§ **WORK ITEM**: In which lines of the data does the string "below" appear? Copy every one.

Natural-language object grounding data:
# # # # # # #

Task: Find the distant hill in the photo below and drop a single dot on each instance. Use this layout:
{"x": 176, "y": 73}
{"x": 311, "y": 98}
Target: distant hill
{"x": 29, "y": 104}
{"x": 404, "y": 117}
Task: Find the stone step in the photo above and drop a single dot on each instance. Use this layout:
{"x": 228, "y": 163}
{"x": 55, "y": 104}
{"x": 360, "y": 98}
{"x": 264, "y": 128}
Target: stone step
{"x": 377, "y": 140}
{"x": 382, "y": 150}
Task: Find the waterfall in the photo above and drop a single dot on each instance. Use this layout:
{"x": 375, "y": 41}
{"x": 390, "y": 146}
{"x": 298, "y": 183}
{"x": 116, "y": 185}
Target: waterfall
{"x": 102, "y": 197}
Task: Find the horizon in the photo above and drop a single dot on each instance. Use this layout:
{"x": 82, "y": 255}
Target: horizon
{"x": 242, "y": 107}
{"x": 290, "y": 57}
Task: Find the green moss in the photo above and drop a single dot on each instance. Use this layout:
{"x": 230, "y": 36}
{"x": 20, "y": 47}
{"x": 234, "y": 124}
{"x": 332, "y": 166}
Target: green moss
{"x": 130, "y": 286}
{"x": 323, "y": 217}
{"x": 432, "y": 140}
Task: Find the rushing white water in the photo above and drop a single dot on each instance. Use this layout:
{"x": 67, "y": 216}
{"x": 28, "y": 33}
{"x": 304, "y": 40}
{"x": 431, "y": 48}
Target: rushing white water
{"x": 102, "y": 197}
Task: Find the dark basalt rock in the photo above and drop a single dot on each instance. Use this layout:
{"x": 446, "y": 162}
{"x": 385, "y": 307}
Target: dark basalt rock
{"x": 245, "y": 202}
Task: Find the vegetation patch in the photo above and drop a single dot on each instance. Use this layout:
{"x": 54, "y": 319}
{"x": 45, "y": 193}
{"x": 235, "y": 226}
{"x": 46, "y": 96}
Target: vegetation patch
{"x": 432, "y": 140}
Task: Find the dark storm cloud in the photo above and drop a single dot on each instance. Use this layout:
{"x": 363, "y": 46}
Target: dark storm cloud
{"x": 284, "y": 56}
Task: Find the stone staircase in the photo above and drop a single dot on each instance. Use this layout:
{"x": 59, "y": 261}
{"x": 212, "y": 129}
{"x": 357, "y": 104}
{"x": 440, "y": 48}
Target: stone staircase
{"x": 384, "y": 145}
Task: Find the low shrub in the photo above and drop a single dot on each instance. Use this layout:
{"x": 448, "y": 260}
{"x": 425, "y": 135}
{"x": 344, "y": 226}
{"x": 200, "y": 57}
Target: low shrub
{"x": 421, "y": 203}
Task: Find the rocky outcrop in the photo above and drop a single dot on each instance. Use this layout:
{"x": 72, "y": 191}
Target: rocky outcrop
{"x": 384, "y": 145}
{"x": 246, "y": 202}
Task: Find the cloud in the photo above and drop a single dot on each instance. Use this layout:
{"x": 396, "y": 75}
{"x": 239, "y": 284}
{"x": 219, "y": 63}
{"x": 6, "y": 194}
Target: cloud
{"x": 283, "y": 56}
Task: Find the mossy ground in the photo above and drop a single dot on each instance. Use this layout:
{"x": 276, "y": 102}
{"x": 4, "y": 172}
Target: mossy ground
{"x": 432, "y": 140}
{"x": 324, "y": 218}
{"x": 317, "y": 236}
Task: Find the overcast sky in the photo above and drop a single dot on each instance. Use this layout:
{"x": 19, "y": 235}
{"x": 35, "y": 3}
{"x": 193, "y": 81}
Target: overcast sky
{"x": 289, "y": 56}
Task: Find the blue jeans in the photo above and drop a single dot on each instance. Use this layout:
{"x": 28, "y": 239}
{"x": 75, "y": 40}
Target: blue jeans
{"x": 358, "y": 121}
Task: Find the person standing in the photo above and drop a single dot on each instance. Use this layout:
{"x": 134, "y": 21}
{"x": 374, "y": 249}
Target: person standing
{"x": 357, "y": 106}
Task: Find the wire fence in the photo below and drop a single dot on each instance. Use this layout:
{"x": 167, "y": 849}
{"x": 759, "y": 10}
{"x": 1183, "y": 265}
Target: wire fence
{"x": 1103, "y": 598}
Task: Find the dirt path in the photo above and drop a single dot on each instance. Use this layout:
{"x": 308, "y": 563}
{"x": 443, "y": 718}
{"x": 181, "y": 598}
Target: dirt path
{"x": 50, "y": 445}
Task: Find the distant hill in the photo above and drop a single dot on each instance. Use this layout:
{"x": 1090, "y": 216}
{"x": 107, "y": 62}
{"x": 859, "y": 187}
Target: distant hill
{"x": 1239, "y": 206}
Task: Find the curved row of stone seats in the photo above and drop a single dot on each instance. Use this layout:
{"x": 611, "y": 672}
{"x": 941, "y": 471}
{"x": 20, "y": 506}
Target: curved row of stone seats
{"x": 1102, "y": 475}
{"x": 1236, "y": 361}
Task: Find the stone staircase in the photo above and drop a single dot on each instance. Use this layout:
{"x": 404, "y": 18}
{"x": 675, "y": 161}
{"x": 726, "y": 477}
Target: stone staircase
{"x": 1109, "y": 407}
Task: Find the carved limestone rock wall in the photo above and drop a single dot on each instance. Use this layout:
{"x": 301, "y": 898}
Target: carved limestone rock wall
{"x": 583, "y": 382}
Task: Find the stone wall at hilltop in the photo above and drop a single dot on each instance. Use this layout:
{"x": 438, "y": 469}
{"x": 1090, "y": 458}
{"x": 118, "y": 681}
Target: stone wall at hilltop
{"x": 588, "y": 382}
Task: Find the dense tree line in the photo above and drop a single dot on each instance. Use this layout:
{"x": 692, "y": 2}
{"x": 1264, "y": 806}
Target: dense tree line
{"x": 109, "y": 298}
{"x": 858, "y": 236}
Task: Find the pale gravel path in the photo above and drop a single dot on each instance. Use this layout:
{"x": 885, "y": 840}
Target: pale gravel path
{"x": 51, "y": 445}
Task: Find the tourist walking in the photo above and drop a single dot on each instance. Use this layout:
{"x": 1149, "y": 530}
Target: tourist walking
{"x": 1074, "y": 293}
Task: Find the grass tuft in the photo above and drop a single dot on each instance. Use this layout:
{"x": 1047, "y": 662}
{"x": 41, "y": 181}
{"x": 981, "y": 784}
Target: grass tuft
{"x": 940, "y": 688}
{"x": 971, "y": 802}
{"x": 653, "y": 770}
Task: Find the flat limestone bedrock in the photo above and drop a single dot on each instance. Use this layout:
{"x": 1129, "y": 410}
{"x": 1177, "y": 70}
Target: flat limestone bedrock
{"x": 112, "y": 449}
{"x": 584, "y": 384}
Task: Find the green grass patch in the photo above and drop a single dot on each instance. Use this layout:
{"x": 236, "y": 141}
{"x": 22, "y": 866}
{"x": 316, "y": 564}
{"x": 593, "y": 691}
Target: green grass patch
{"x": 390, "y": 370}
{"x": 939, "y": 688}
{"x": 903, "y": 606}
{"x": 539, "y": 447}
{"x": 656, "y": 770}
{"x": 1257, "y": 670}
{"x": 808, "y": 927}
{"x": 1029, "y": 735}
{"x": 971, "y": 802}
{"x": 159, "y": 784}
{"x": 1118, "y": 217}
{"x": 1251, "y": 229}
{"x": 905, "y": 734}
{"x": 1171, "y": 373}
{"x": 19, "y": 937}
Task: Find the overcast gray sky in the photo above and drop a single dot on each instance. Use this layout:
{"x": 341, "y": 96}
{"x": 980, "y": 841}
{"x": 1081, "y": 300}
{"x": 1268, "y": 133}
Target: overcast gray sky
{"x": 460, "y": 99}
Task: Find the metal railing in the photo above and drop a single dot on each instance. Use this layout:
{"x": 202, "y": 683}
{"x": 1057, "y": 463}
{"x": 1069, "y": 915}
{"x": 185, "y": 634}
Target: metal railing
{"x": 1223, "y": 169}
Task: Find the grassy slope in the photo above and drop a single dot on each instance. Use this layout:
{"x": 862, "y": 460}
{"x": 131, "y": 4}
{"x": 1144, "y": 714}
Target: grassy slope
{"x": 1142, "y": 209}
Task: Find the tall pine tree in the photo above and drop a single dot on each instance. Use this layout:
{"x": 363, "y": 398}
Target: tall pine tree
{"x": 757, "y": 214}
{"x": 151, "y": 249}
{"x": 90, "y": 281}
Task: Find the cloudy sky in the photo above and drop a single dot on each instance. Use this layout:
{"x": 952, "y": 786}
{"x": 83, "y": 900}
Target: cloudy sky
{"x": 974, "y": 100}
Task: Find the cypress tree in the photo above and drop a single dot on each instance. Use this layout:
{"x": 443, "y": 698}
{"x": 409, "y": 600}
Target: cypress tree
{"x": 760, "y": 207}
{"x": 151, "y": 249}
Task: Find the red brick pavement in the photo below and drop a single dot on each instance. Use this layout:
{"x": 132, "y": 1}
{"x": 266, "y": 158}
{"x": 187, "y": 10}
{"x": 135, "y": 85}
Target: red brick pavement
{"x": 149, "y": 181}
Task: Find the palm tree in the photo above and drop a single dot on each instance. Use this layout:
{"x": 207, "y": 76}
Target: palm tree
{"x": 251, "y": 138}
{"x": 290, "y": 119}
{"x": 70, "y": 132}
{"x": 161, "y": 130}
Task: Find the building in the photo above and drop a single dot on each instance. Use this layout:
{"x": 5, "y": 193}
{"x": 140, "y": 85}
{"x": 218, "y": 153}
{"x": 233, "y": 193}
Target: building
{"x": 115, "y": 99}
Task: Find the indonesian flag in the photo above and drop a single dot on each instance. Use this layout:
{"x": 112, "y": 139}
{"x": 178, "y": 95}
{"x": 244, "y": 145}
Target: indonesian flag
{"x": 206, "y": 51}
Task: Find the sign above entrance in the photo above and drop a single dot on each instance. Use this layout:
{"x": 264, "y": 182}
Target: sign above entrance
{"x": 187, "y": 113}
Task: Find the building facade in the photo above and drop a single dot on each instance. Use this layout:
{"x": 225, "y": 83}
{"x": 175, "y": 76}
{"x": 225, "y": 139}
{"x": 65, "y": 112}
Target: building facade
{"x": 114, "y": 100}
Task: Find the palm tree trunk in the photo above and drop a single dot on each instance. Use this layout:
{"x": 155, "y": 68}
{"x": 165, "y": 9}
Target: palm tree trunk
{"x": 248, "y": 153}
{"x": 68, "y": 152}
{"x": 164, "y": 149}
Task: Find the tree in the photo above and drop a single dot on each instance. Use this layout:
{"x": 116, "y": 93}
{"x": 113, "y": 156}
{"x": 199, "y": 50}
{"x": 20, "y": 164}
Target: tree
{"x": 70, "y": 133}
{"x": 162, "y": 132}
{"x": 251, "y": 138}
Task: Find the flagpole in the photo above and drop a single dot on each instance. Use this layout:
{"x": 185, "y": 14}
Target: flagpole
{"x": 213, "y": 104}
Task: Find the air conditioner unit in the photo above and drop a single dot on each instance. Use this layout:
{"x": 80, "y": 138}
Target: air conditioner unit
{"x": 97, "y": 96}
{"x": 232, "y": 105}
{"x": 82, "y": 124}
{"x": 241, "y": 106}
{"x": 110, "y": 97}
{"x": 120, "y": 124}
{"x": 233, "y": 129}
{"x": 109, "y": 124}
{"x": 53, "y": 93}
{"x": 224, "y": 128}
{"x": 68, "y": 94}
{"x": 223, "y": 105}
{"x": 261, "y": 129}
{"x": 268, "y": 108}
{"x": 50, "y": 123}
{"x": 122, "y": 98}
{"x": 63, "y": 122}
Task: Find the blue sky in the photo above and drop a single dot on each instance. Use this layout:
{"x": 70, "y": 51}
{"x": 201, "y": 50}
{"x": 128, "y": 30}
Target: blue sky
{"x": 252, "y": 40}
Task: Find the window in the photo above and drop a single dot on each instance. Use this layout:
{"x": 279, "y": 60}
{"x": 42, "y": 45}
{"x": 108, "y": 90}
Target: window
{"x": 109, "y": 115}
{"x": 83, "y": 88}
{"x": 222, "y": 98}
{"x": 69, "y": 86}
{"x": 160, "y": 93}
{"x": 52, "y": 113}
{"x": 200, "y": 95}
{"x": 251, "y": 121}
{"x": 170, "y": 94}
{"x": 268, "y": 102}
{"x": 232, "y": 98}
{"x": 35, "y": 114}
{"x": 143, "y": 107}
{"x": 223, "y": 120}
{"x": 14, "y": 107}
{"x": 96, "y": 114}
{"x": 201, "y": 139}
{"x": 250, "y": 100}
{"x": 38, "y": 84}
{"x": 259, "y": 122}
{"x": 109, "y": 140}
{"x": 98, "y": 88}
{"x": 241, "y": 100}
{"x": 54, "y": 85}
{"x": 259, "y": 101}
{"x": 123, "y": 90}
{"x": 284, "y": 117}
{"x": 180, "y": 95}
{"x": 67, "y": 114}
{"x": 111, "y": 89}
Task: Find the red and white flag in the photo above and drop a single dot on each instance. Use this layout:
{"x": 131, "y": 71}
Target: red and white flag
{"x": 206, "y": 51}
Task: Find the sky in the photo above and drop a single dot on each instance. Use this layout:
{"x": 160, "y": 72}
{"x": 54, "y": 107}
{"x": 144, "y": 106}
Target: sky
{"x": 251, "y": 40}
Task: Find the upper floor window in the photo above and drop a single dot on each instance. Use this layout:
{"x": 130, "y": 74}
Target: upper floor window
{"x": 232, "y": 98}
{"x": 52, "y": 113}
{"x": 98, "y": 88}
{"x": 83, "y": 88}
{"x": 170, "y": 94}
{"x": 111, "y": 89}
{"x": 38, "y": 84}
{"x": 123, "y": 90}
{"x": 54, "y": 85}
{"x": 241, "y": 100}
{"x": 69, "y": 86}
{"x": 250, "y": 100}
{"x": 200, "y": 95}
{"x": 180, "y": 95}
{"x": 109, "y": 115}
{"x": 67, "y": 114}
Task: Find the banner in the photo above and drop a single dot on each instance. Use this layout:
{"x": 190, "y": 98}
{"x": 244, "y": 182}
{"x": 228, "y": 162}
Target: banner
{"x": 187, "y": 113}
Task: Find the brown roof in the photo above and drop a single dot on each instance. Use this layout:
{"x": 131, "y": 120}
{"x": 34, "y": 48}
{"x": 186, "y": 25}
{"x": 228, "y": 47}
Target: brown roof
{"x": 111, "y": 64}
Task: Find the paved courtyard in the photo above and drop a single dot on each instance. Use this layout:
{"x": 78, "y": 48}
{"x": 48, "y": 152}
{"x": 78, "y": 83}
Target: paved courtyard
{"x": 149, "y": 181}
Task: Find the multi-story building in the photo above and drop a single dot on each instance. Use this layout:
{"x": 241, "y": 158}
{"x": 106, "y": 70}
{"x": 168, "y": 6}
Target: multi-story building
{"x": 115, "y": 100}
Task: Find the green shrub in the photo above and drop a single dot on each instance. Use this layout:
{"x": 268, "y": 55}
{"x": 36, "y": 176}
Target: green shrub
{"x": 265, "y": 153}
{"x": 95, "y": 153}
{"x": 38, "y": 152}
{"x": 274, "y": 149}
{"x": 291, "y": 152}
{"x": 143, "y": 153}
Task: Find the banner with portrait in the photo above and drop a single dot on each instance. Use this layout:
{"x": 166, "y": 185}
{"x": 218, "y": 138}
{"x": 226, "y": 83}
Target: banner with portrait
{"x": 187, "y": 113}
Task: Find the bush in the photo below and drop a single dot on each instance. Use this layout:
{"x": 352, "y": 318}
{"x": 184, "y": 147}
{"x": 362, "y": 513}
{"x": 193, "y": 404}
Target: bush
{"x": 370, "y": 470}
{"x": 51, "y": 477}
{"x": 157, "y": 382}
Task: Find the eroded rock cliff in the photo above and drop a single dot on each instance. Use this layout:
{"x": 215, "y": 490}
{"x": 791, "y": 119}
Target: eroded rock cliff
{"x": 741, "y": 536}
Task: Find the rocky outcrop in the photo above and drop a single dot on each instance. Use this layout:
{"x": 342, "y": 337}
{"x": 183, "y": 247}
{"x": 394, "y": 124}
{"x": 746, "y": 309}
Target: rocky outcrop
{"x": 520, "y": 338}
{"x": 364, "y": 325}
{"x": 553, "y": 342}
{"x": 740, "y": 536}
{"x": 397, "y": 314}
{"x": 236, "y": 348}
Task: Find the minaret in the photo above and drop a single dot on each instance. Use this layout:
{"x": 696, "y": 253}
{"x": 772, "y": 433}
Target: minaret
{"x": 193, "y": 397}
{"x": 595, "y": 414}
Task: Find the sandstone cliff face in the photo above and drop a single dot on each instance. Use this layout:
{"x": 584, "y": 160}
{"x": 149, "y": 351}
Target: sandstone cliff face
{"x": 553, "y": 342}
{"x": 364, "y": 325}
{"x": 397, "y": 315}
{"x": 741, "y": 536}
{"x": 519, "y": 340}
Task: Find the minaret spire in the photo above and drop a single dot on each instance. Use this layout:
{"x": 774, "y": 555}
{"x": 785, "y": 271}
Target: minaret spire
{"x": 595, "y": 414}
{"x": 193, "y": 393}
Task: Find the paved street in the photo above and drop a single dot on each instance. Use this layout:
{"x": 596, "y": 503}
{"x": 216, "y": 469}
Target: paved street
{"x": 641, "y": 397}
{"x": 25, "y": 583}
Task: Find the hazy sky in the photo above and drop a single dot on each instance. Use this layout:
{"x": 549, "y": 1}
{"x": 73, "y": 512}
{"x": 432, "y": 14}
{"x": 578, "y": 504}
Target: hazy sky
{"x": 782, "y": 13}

# # # # # # #

§ **ANSWER SECTION**:
Task: Find the distant hill in the photo below and drop a single dot on each instance. Use this layout:
Task: Find the wire fence in the photo below and drop a single dot on each instance. Use this layout:
Task: Find the red brick pavement in the photo below and drop a single dot on each instance. Use this layout:
Task: Find the bush in the photo below and drop a single dot on each instance. Use this layout:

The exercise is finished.